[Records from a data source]
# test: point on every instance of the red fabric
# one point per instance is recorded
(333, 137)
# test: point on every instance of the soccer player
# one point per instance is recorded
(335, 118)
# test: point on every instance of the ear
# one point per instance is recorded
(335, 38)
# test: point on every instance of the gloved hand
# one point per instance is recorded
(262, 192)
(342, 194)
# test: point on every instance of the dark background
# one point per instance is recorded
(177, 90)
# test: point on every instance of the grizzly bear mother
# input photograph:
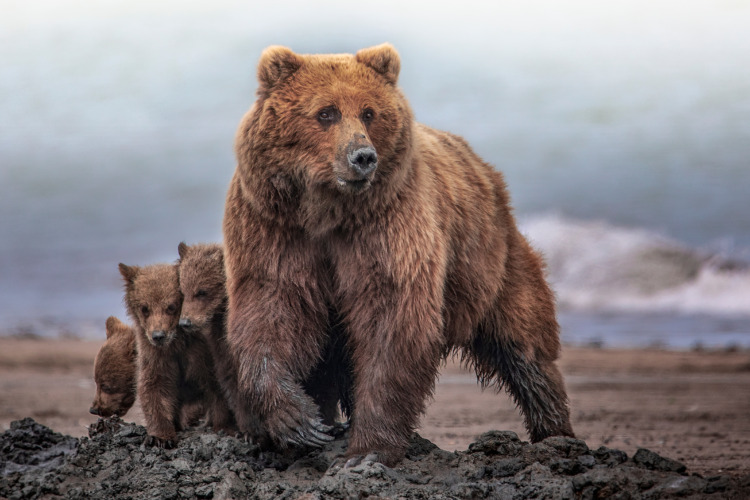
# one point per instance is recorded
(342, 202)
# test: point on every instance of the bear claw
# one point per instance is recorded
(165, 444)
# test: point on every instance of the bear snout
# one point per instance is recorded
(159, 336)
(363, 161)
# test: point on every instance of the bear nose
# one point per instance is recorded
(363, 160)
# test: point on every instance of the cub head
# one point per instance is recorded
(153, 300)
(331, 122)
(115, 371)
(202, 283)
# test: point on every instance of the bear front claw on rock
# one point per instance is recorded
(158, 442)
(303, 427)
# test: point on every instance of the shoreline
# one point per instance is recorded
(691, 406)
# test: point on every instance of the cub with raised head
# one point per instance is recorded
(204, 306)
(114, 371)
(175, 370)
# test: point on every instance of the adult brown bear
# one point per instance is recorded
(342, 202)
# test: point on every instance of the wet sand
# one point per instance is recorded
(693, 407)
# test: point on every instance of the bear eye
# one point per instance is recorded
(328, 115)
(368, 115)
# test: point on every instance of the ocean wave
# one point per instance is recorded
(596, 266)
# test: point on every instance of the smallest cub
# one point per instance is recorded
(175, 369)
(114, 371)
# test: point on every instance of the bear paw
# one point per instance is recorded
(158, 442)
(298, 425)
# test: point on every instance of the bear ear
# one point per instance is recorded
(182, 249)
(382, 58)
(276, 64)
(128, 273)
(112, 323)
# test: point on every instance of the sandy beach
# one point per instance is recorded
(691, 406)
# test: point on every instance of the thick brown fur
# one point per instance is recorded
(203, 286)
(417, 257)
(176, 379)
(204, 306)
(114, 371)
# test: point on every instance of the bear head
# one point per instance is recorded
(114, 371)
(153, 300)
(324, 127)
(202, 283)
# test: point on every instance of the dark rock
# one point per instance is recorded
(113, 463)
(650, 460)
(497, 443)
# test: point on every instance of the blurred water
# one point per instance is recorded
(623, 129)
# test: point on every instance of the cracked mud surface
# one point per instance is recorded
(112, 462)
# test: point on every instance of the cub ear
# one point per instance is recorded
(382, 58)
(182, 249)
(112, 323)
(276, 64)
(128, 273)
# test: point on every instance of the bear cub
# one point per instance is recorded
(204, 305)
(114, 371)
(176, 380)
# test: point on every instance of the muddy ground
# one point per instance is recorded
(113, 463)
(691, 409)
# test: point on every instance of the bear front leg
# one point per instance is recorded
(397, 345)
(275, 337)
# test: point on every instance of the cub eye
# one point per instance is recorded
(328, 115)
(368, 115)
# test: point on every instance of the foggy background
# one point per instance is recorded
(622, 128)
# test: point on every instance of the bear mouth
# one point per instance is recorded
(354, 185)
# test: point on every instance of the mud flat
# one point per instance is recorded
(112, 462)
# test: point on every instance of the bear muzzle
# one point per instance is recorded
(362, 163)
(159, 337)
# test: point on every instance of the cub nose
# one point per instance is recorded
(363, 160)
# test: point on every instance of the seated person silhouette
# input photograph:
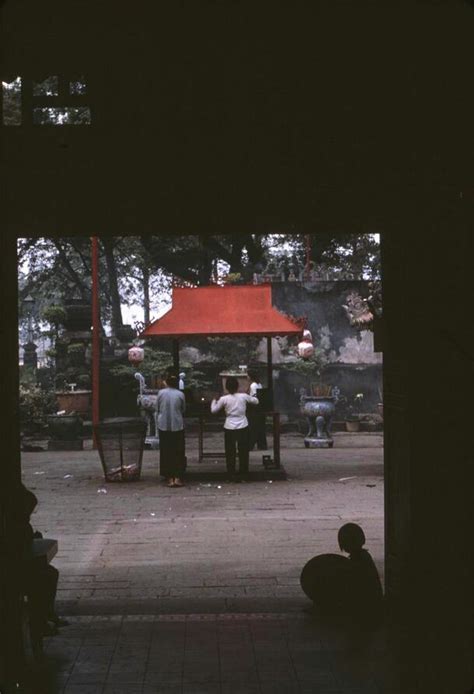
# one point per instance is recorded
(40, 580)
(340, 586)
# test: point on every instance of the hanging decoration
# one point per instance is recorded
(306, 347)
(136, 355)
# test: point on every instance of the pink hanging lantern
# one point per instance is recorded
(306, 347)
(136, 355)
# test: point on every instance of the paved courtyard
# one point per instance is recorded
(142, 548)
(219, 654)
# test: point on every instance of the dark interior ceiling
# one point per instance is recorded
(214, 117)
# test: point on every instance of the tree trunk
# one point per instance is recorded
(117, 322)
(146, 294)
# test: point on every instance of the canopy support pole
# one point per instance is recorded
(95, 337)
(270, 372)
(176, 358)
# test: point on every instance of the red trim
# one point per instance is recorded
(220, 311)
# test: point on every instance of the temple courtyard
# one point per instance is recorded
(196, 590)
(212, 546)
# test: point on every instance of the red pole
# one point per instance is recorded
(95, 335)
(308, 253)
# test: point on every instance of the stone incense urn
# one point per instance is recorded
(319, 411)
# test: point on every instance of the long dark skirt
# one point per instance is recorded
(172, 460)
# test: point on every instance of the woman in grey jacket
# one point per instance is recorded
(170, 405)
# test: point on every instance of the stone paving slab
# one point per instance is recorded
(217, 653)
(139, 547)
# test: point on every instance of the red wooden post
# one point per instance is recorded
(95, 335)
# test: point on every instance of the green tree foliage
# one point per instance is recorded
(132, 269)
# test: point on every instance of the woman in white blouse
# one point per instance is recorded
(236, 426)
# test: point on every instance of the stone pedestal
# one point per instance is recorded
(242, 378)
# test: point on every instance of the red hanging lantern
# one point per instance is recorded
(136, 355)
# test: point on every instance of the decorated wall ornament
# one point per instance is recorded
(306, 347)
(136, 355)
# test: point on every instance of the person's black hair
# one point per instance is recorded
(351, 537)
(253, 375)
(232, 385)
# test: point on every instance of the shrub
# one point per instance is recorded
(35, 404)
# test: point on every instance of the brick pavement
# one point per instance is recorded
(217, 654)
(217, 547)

WHAT THE TASK ASKS: After locating the line holding "# test: point on every instance of the bear front claw" above, output exactly that line and every line after it through the line holding "# test: point on every instance of the smallest". Include nothing else.

ANSWER SECTION:
# test: point on every instance of the bear front claw on rock
# one point per instance is recorded
(158, 442)
(303, 427)
# test: point on every instance of the shoreline
# one point per instance is recorded
(691, 406)
# test: point on every instance of the cub with raised head
# one point per instance is recorded
(204, 306)
(114, 371)
(175, 370)
# test: point on every instance of the adult brown bear
# one point per instance is recorded
(342, 202)
# test: point on every instance of the wet sand
# one point per instance is recorded
(693, 407)
# test: point on every instance of the bear eye
# one point per instance is recorded
(328, 115)
(368, 115)
# test: point on every instance of the ocean wave
# one point per instance is recorded
(596, 266)
# test: point on every instance of the smallest cub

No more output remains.